» **Goal of the exercise**
Every line containing "scarf" should be identified and copied from the data below.

(Point localization data)
──────

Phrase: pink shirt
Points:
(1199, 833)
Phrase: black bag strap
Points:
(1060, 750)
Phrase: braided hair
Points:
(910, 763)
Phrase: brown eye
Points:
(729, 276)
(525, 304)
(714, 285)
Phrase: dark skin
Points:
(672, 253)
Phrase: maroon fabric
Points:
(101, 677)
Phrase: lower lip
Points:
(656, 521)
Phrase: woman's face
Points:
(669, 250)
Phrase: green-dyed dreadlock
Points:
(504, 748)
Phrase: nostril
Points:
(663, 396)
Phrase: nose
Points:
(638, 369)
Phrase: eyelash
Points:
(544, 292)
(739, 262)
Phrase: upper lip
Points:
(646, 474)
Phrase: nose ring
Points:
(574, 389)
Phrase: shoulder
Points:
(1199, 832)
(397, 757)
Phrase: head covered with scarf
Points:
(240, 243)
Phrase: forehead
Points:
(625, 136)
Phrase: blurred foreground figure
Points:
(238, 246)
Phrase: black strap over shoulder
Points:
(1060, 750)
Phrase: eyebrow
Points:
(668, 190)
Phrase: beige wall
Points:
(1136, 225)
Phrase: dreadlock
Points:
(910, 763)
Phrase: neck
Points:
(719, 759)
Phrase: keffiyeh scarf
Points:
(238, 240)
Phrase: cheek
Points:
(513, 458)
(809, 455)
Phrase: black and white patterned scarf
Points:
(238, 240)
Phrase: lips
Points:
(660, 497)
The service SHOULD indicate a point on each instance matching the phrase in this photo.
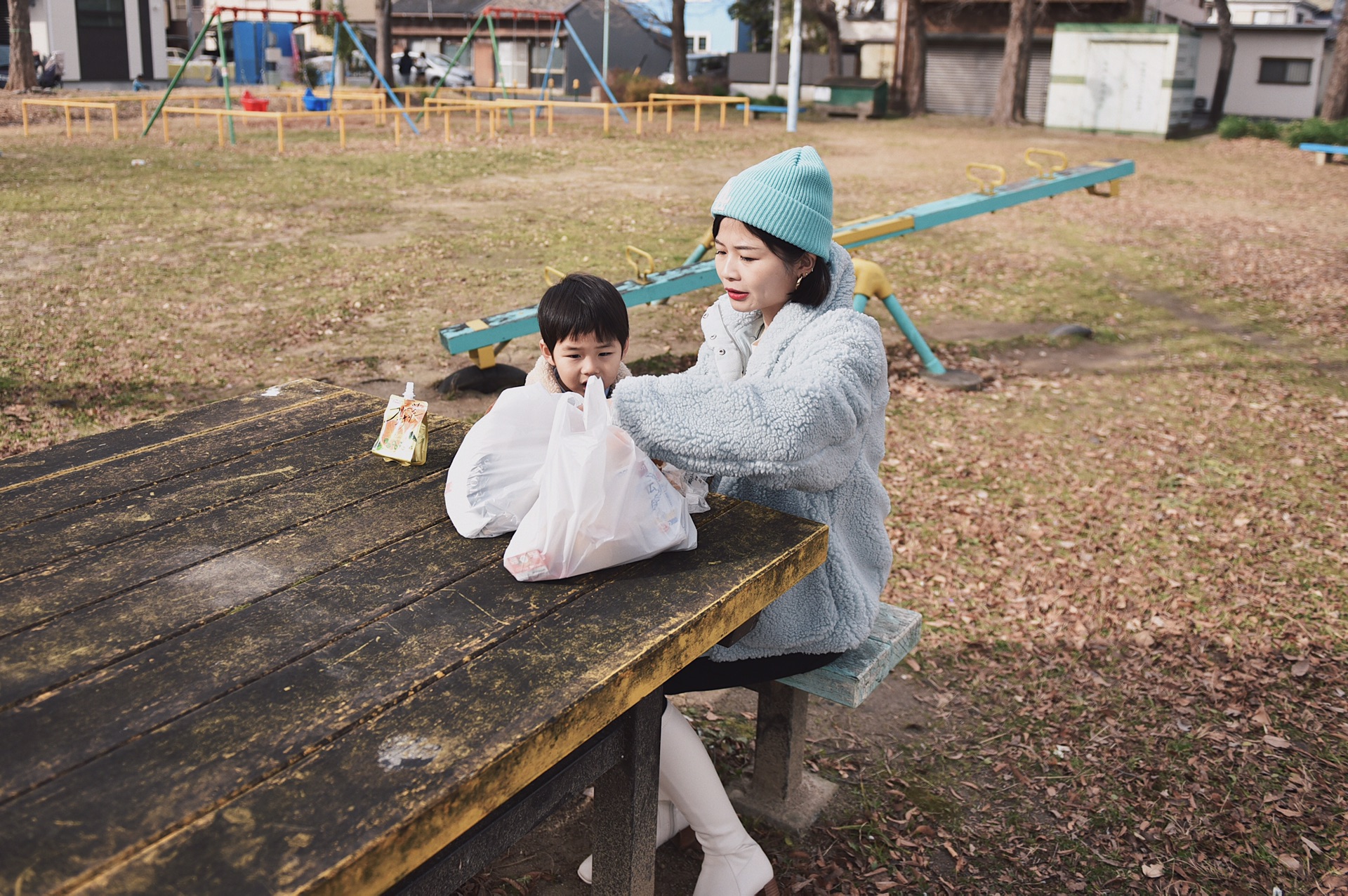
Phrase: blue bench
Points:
(781, 791)
(1324, 151)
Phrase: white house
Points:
(1278, 70)
(1123, 79)
(1270, 13)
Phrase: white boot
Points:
(669, 821)
(734, 864)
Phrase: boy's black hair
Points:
(817, 283)
(579, 305)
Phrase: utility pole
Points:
(606, 42)
(793, 85)
(777, 48)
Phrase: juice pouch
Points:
(404, 434)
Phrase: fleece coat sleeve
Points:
(795, 426)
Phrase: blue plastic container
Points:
(316, 104)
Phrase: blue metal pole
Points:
(590, 64)
(901, 317)
(381, 76)
(696, 274)
(332, 74)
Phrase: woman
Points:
(786, 409)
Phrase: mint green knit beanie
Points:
(791, 196)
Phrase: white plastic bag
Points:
(692, 485)
(602, 501)
(492, 480)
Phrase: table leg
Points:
(779, 752)
(624, 808)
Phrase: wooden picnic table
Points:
(242, 655)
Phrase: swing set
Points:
(491, 16)
(218, 22)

──────

» **Answer**
Phrase: head covered with scarf
Phrase: keffiyeh scarf
Phrase: black and white patterned scarf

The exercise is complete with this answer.